● Elenco delle attività
(1) Secondo il brano sul vincolo preordinato all'esproprio, da quale data e per quanti giorni la delibera è rimasta pubblicata all'albo pretorio?
(2) Per favore, scrivi il seguito del brano sul vincolo preordinato all'esproprio, partendo dopo la sua ultima frase.

● Sezione del documento

--*--

10. Da ciò, due conseguenze. In primo luogo, tale previsione di piano era del tutto idonea a reiterare il vincolo preordinato all’esproprio relativo all’area in parola, stante il chiaro disposto in tal senso dell’art. 9 comma 1 T.U. espropriazioni, per cui "Un bene è sottoposto al vincolo preordinato all’esproprio quando diventa efficace l’atto di approvazione del piano urbanistico generale, ovvero una sua variante, che prevede la realizzazione di un’opera pubblica o di pubblica utilità".

11. In secondo luogo, tale previsione di piano è ormai intangibile, dato che i ricorrenti non risultano avere impugnato nei termini la più volte ricordata delibera di sua approvazione. Secondo costante giurisprudenza, in particolare C.d.S. sez. IV 27 luglio 2007 n°4198, che si cita per tutte, infatti "in caso di reiterazione di vincoli a contenuto espropriativo posta in essere attraverso una variante del piano regolatore generale, il termine per l’impugnazione decorre dalla data di pubblicazione del piano, non essendo necessaria la notifica individuale dello strumento approvato". Si tratta infatti di "prescrizioni che in via immediata stabiliscono le potenzialità edificatorie della porzione di territorio interessata", che quindi sono immediatamente lesive e vanno immediatamente impugnate, come affermato da ultimo, proprio con riferimento alla localizzazione di opere pubbliche, da C.d.S. sez. VI 8 settembre 2009 n°5258.

12. Nella specie, quindi, il termine decorreva dalla pubblicazione all’albo pretorio della delibera, che ha avuto luogo per quindici giorni dal 22 settembre 2004 (v. doc. 13 Comune, cit.), ed è quindi spirato molto prima che il presente ricorso venisse proposto. Ne segue che i motivi dal primo al quinto, in quanto volti a denunciare presunti vizi della previsione del piano dei servizi, sono irricevibili perché tardivi.

13. Tali motivi peraltro, ove intesi come vizi degli atti di approvazione del progetto preliminare ovvero esecutivo dell’opera, sono comunque infondati nel merito. Ciò va detto per i motivi primo e terzo, perché come si è dimostrato il vincolo preordinato all’esproprio sussisteva.

14. Va però detto anche per i motivi secondo e quinto, perché come risulta da costante giurisprudenza, per tutte C.d.S. sez. IV 12 giugno 2009 n°3733, la localizzazione di un’opera pubblica è espressione di ampia discrezionalità dell’amministrazione, sindacabile in sede di legittimità nei soli casi di manifesta irragionevolezza, nella specie non ravvisabile. Infatti, le critiche rivolte dai consorti G. all’opera stessa, che a loro avviso sarebbe in sintesi scarsamente accessibile e fruibile da parte dei cittadini, esprimono non un giudizio di irrazionalità della scelta, quanto piuttosto un diverso apprezzamento della stessa, che non può essere valorizzato in questa sede, dato che appartiene al merito dell’azione amministrativa.

--*--

● Dati forniti

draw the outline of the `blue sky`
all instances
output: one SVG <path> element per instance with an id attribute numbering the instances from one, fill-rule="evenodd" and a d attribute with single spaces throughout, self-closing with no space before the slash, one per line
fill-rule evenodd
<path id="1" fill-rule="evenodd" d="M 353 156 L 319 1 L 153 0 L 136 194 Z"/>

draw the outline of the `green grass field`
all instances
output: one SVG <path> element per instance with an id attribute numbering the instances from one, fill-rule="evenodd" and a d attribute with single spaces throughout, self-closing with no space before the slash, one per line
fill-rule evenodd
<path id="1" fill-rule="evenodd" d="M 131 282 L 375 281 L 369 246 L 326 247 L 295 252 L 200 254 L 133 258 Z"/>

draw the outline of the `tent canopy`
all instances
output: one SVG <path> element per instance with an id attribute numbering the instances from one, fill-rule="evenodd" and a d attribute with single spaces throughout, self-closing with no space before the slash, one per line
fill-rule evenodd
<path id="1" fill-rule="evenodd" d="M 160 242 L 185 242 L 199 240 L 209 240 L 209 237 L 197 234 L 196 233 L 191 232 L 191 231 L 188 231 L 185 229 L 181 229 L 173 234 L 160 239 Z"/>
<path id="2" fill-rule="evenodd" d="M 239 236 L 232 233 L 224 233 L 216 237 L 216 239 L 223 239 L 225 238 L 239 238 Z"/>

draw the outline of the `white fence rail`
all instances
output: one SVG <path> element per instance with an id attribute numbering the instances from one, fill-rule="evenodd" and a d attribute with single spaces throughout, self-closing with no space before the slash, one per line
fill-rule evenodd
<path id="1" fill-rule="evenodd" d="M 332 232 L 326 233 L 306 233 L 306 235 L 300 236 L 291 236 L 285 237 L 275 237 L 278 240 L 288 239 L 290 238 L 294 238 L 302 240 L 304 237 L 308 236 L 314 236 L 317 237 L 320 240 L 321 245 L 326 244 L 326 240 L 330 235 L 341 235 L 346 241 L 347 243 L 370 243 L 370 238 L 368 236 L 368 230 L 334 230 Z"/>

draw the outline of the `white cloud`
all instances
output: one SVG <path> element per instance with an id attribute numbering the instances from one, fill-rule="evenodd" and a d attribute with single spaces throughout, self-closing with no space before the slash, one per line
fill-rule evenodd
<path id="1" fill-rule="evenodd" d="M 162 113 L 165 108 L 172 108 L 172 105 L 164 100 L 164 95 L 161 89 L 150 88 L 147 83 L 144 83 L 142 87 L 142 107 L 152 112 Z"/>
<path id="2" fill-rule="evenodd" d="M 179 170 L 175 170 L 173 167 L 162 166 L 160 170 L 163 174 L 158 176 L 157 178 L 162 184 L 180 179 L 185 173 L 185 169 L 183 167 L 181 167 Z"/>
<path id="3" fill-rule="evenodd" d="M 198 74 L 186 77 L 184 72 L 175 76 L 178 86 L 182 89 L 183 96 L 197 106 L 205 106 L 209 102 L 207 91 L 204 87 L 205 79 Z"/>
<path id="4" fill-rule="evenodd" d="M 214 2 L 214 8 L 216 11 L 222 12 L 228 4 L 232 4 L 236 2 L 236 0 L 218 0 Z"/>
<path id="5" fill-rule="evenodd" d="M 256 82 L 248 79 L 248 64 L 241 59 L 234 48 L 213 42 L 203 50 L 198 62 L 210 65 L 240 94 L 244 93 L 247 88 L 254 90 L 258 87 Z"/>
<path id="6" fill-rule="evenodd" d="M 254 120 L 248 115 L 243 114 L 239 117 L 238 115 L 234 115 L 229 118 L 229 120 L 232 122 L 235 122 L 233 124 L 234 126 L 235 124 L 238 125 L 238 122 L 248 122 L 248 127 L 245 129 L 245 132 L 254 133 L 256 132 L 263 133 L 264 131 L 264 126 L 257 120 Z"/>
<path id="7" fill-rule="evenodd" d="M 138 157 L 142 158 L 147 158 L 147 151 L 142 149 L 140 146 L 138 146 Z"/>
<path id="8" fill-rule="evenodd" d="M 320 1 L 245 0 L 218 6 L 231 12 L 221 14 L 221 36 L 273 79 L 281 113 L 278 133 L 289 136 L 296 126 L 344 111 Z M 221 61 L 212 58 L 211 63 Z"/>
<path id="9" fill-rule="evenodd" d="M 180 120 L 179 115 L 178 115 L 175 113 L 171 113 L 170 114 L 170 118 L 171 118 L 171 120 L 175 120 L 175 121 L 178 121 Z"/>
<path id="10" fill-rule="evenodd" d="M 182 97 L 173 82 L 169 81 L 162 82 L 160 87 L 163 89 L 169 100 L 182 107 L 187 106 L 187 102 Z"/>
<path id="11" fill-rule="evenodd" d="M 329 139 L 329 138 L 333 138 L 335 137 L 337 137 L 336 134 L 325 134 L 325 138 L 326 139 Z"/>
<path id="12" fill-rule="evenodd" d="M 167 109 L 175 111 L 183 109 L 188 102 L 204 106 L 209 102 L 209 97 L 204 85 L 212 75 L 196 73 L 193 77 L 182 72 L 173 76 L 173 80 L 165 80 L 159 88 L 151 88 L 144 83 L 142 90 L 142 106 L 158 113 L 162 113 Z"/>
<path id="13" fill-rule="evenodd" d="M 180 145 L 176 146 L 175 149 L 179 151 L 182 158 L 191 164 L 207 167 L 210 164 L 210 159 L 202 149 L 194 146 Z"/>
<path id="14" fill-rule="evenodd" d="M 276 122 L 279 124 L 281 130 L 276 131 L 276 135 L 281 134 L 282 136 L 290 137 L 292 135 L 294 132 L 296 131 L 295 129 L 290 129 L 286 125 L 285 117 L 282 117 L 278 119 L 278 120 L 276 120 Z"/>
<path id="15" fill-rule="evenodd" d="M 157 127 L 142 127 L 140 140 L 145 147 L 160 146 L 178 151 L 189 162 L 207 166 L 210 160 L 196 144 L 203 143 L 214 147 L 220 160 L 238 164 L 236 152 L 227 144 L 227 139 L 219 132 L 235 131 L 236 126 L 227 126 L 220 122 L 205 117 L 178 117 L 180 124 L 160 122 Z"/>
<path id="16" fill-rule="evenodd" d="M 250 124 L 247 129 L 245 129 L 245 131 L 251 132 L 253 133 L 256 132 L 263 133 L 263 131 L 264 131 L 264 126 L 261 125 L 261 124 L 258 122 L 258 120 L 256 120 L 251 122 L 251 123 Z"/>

--*--

● Risultati delle attività
(1) Per quindici giorni, a partire dal 22 settembre 2004.

(2)
15. E’parimenti infondato anche il quarto motivo, in quanto, sempre per costante insegnamento di giurisprudenza, lo strumento urbanistico che reiteri un vincolo non deve a pena di illegittimità prevedere un indennizzo, spettando se mai al proprietario di attivarsi per ottenerlo: così per tutte C.d.S. a.p. 24 maggio 2007 n°7.

16. Il sesto motivo di ricorso è poi infondato in fatto, perché nulla dice, come rilevato anche nelle difese dell’amministrazione, sulle ragioni per cui A. B. avrebbe dovuto ricevere avviso di inizio del procedimento, dato che non si tratta di proprietario risultante al catasto (v. doc. 19 Comune, copia particellare di esproprio con visura).

17. Il settimo e il nono motivo di ricorso risultano invece inammissibili perché generici, poiché non spiegano in concreto in cosa le pretese difformità e irregolarità consisterebbero. In proposito, si nota che il secondo è formulato espressamente in via dubitativa (v. secondo ricorso per motivi aggiunti, p. 14 quartultimo rigo).

18. Il motivo ottavo, ancora, è infondato, perché il parere della commissione edilizia comunale è stato prodotto dall’amministrazione (doc. 25 Comune, copia di esso), né la sua espressa e precisa menzione è condizione di legittimità della procedura.

19. Il motivo decimo è invece inammissibile per carenza di interesse, dato che riguarda una fase futura della procedura, la gara di appalto per eseguire l’opera, del tutto estranea all’agire dei ricorrenti, che non risultano essere imprenditori del settore.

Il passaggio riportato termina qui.